* **Text provided**:
* * * * * * * * *
So, he and his stepbrother John Sebeck from Fayette County, Pa., bought it. Now they are preparing a new nest for the Mattoon diner along the National Road south of Pittsburgh.
"When we found out it was available, we drove to Illinois. It took 10 hours. It was exactly what we were looking for. It will go behind our drive-in theater, which is one of the last ones along the National Pike or U.S. 40. We had wanted to buy a diner for years," Clark said Thursday afternoon.
Clark and Sebeck are crazy about the days when people pulled up in wide cars to enjoy an outdoor movie as the sun was setting on the horizon or climbed into booths or swivel chairs in brightly colored diners.
Now they can offer the perfect way to recall or discover the good old days along the country's first federally funded roadway, dating back 200 years, he said.
"We'll be offering the whole experience now: a dinner and movie," said Clark, who also co-owns a Radio Shack store in Pennsylvania.
The new site for the Bluebird Diner will be along a stretch of the National Pike between Uniontown and Brownsville about 35 miles south of Pittsburgh.
"We were thinking we'd buy an old diner and refurbish it," he said. "But with this one, most everything is up to code. It will take very little work."
The Bluebird Diner opened on Marshall Avenue several years ago as a replica of a diner from the 1950s. It included booths, swivel chairs at a counter, metal menu holders, tile flooring, block glass and a stainless steel exterior. There also were pictures and posters of celebrities from the 1950s.
The diner also has a little history. It was one of the many investments of Omega Trust and Trading. Clyde Hood and several Omega executives were tried on federal fraud charges after an extensive investigation by federal, state and local investigators.
Omega operations took $30 million from investors across the country and in foreign countries with little returned to most of them.
The diner was sold for $260,000 a few years ago through an Internet sale of confiscated Omega properties under the jurisdiction of the U.S. Marshals Service. It sat idle for years until the Pennsylvanian businessmen signed on the dotted line.
Clark and Sebeck won't say exactly what they paid for the diner with a checkered floor and past. "Well, let's say we paid enough they made a profit," he said.
* * * * * * * * *
* **Records**:
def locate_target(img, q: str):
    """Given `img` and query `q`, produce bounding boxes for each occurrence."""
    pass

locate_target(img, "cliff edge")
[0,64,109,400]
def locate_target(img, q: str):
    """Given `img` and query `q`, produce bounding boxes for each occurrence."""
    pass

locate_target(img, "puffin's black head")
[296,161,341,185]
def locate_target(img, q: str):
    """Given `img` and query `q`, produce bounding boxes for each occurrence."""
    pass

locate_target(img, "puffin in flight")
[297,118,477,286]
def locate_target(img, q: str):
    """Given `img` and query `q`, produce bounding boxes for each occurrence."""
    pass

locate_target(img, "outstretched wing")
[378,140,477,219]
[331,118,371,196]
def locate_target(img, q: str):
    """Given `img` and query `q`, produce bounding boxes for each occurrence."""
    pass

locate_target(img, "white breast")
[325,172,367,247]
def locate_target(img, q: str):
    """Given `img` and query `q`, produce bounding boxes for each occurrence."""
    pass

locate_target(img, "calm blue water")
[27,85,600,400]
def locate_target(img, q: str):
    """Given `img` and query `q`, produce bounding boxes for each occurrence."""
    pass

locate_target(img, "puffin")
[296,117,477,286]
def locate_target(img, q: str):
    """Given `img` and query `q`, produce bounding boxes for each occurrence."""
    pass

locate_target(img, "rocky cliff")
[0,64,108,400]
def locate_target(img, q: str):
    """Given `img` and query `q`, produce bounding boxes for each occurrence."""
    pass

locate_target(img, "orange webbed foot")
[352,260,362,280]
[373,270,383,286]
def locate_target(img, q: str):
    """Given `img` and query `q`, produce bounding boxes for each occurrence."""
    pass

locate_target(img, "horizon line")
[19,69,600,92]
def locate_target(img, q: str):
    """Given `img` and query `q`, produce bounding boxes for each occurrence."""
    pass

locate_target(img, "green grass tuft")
* * * * * * * * *
* **To be done**:
a – In the article about the Bluebird Diner, for what amount was the diner sold in the Internet sale of confiscated Omega properties?
b – Report each line of the listing that contains the string "puffin".

* **Solved tasks**:
a – $260,000

b –
locate_target(img, "puffin's black head")
locate_target(img, "puffin in flight")
locate_target(img, "puffin")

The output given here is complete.